-- start of DATA --

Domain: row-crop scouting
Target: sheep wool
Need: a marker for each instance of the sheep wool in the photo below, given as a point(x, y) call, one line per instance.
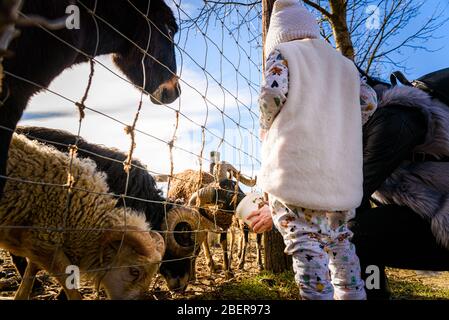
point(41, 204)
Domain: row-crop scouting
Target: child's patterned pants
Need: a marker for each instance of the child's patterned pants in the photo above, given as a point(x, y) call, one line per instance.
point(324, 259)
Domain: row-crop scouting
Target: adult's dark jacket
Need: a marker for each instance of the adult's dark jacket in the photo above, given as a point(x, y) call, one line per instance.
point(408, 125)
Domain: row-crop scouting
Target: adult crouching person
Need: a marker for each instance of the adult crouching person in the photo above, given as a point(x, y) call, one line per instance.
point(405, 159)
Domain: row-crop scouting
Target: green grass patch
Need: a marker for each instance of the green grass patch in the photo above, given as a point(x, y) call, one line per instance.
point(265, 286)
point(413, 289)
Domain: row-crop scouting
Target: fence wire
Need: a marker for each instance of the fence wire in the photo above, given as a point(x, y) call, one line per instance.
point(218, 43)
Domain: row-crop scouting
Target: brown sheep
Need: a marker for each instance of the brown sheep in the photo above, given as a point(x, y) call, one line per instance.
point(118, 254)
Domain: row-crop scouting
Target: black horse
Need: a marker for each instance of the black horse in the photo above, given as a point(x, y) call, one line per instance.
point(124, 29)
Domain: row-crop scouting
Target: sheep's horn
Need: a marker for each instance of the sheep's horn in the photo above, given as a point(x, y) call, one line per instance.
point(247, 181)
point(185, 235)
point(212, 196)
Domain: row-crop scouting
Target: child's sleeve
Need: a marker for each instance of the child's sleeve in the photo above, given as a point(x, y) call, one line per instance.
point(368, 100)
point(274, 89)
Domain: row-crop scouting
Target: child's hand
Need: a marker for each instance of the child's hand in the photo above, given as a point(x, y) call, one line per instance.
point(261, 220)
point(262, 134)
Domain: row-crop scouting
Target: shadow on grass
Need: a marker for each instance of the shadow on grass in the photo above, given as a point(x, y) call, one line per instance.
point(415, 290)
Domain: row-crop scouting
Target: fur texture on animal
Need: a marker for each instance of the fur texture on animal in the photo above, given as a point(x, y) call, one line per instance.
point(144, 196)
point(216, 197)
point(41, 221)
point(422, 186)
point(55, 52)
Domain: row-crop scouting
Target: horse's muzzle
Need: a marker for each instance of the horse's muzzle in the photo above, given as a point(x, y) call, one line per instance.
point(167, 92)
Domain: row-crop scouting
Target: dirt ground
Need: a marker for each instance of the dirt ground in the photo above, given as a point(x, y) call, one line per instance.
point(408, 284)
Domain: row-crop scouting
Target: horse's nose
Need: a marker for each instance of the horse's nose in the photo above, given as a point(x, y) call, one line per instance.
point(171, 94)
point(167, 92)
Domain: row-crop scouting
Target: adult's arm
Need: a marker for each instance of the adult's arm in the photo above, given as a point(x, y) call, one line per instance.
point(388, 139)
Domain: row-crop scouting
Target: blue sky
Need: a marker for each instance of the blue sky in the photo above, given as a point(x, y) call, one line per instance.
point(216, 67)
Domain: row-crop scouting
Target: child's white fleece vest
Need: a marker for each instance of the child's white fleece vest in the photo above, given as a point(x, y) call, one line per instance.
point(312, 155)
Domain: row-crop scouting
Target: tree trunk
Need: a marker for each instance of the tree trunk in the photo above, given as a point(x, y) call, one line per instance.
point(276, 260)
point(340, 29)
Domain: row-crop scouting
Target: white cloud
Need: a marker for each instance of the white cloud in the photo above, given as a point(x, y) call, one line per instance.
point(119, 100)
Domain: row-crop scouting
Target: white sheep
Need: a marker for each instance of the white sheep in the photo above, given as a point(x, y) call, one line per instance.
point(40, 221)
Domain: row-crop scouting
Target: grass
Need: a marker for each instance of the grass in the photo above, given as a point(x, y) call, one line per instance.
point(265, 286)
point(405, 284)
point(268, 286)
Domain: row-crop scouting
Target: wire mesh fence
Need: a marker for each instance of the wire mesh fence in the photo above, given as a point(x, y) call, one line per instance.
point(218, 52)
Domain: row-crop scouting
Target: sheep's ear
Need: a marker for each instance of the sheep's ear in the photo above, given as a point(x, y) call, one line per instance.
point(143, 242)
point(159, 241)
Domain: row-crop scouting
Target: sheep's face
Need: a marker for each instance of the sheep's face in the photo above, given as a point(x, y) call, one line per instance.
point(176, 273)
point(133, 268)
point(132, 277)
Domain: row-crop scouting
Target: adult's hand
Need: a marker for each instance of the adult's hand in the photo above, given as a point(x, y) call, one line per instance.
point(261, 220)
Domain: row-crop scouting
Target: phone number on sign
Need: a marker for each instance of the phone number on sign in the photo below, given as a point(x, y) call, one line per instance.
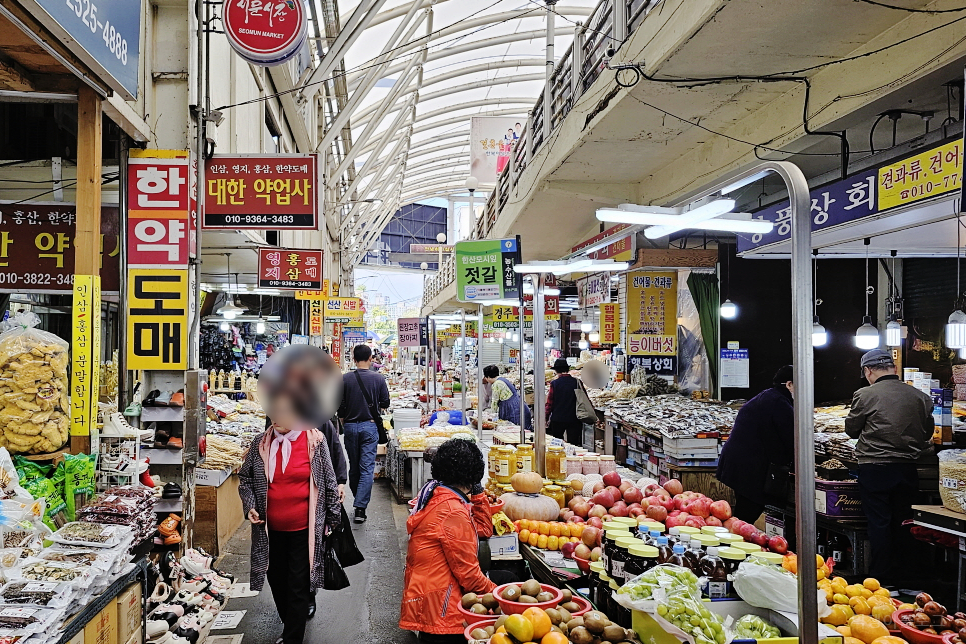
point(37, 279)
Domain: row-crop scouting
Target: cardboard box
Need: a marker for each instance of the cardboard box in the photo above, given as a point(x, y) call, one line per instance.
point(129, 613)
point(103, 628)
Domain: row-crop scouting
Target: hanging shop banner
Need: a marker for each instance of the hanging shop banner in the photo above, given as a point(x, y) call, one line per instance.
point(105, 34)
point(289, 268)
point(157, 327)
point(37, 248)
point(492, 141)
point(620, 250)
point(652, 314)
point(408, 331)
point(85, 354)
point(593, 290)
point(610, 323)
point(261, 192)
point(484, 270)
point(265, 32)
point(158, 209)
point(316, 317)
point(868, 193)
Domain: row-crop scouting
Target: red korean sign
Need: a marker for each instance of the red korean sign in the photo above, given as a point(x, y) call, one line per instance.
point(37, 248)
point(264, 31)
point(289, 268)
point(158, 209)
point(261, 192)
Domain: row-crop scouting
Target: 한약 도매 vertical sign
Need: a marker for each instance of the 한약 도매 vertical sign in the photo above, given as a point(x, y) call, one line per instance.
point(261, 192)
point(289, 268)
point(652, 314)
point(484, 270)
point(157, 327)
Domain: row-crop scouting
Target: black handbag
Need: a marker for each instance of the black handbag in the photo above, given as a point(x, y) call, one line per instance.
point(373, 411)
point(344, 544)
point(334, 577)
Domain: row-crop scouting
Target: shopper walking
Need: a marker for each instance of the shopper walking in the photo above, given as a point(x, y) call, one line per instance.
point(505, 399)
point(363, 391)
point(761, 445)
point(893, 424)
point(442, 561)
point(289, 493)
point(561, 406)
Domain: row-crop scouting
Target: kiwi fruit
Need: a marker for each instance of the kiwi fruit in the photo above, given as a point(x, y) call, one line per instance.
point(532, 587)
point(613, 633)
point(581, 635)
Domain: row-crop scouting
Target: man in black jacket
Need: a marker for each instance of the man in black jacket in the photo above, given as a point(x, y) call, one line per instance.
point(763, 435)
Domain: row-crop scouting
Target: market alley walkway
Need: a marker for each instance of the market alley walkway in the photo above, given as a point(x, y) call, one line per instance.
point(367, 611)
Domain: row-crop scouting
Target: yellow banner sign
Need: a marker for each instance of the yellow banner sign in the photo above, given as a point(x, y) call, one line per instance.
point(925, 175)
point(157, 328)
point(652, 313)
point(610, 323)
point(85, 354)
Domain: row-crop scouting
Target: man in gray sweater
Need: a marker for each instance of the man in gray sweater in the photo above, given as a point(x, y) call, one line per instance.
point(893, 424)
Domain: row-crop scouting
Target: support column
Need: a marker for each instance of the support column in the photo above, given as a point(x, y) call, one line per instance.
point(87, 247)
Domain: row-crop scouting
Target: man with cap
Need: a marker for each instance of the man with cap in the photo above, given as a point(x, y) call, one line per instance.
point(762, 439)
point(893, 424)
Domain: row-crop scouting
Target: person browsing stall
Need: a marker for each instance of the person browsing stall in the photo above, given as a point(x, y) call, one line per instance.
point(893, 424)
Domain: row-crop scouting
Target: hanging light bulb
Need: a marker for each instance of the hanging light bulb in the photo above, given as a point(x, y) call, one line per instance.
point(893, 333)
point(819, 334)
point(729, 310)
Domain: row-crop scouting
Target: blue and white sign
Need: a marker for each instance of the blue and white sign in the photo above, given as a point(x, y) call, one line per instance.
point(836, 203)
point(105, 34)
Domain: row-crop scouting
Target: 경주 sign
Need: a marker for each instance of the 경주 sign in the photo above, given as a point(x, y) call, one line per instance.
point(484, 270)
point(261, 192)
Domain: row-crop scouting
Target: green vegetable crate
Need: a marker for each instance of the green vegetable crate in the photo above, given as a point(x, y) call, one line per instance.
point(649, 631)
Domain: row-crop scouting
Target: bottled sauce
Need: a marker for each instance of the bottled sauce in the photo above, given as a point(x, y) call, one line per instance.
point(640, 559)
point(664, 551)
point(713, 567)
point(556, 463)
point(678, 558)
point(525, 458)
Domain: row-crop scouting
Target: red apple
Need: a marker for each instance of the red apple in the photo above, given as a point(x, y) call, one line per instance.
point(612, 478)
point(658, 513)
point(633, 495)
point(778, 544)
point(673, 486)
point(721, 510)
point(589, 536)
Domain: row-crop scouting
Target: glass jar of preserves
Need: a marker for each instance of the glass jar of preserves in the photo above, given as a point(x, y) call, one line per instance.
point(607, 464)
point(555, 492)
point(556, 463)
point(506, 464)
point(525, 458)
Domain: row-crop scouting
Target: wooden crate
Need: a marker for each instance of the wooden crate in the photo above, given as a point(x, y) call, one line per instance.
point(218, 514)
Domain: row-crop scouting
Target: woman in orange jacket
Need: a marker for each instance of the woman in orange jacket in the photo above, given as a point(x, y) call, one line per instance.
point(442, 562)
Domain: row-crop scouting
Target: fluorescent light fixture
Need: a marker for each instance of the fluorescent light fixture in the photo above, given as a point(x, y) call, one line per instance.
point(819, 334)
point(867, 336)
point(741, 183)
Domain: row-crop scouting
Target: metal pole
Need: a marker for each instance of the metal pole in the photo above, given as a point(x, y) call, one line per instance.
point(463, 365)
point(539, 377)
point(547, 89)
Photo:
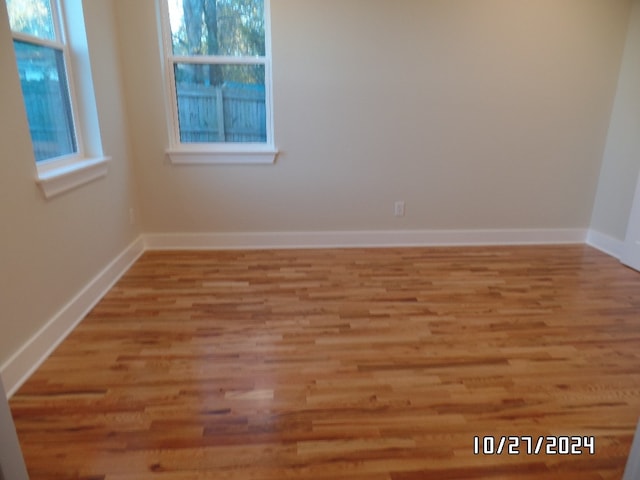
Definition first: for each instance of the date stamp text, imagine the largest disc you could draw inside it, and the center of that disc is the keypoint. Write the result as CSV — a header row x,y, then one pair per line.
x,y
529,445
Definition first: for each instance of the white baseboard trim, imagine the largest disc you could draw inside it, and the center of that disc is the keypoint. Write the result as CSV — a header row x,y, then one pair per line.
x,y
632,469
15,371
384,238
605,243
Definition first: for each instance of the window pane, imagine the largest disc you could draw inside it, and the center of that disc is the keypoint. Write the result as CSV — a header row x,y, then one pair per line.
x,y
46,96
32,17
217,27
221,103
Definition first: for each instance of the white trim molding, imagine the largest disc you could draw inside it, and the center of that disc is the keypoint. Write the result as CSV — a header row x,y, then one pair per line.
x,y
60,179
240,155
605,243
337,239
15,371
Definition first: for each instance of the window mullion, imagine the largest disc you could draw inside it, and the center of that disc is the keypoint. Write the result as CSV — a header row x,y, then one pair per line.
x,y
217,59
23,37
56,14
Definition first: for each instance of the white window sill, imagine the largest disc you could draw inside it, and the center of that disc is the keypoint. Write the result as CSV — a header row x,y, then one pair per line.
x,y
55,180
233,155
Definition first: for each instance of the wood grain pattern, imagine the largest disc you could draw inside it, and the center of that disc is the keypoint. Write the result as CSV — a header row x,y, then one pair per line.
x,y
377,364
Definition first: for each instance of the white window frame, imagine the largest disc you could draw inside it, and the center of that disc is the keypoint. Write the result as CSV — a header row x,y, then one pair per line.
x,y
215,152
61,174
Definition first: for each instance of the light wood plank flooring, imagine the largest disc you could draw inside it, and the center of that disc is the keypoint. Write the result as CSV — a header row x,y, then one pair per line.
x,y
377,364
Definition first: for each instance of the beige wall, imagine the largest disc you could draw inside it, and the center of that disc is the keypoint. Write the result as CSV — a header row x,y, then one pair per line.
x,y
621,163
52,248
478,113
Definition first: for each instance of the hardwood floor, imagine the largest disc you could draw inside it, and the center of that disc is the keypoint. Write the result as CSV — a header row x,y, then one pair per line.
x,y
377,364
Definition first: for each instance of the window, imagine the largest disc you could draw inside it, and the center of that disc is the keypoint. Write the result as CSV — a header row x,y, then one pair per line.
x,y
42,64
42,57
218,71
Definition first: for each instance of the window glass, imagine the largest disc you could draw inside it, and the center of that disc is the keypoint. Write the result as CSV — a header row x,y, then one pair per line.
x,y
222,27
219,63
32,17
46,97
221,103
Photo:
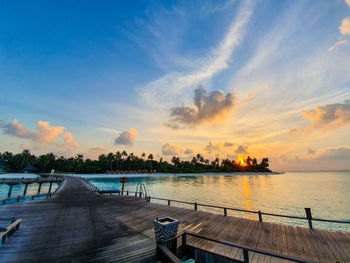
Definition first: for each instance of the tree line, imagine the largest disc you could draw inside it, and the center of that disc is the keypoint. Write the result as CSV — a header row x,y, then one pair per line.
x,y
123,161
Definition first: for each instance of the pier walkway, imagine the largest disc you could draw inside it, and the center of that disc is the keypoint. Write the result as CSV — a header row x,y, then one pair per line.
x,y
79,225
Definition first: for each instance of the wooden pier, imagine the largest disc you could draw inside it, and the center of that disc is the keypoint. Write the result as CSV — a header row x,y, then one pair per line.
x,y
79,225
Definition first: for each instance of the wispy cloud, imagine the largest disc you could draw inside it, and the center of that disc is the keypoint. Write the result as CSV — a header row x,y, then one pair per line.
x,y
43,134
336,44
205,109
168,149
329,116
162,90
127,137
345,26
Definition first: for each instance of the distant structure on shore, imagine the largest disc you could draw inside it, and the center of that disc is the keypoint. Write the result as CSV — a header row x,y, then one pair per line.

-- end of DATA --

- [YOUR INSTRUCTIONS]:
Copy the data word for word, starting at the top and going through the line with "point(118, 254)", including that line. Leave the pictures out.

- [TASK RESPONSE]:
Domain: row-crop scouting
Target: sheep wool
Need: a marker for each instance of the sheep wool in the photo below, given as a point(x, y) call, one line per instance.
point(41, 204)
Domain: row-crop scouting
Target: child's patterned pants
Need: a marker for each instance of the child's patterned pants in the photo above, given as a point(x, y) call, one line per instance.
point(324, 259)
Domain: row-crop scouting
Target: adult's dark jacket
Need: a marker for each instance of the adult's dark jacket in the photo above, given as a point(x, y) call, one line per instance.
point(408, 125)
Domain: row-crop scouting
Target: adult crouching person
Need: a marker for each instance of the adult crouching person in the photo above, given as a point(x, y) call, one line per instance.
point(405, 159)
Domain: row-crop scouting
Target: green grass patch
Need: a marker for each instance of the green grass patch in the photo above, given as a point(x, y) call, one line per instance.
point(265, 286)
point(413, 289)
Domain: row-crop scouting
Target: fence wire
Need: a marker for each instance of the fence wire in the photo above, given as a point(x, y) call, one line per instance.
point(218, 43)
Domain: row-crop scouting
Target: brown sheep
Need: a marker for each instance of the brown sheep in the photo above, given as a point(x, y) call, one line per instance.
point(118, 254)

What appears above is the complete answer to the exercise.